As was stated in the Gospels, each outlook 'has their rewards'. The 'reward' may also be a double-edged sword. The edge that cuts against one is what we have forsaken. For materialists in this consumer culture it is the intangibles that do not support the trappings of the pursuit of acquisition and the cultural and social status they bring.

I question the importance of the cultural and social status, which is just an emotional fabrication of the social and cultural process. That process' paradigms have their inherent limits that have their TEMPORAL justification, which can have its historical repudiation a few decades to centuries later. The paradoxes and inconsistencies we adapt and accommodate ourselves to fit in and go along with the social or cultural flavor of the time, degrade our cognitive acuity and conceptual foresight. That degradation is, 'IMO', no insignificant matter. "The stone which the builders have thrown away..."
○ ○ ○ ○ ○
- [ASSIGNMENT]
Answer from the passage on materialism and status:
1. What does the passage call the edge of the reward that cuts against one?
2. What does it say cultural and social status is?
3. What do the paradoxes and inconsistencies we accommodate ourselves to degrade?

- [INFORMATION]
○ ○ ○ ○ ○
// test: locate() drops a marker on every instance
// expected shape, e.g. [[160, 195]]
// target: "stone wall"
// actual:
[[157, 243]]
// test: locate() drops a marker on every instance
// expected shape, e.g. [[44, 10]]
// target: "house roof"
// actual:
○ ○ ○ ○ ○
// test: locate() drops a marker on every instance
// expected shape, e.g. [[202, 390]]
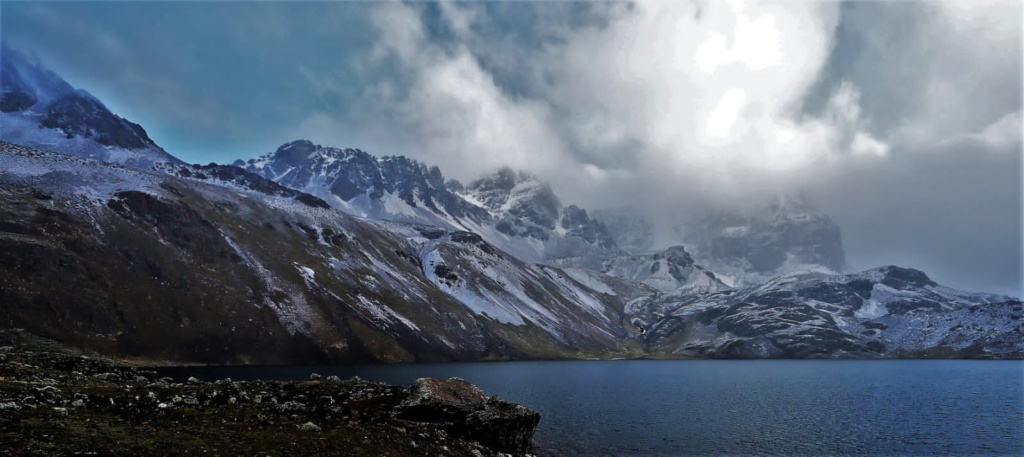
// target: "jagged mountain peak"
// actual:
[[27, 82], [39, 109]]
○ ○ ○ ○ ○
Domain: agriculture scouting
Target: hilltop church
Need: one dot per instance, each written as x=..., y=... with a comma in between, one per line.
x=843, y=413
○ ○ ○ ○ ○
- [ANSWER TO THIS TASK]
1. What we have forsaken.
2. An emotional fabrication of the social and cultural process.
3. Our cognitive acuity and conceptual foresight.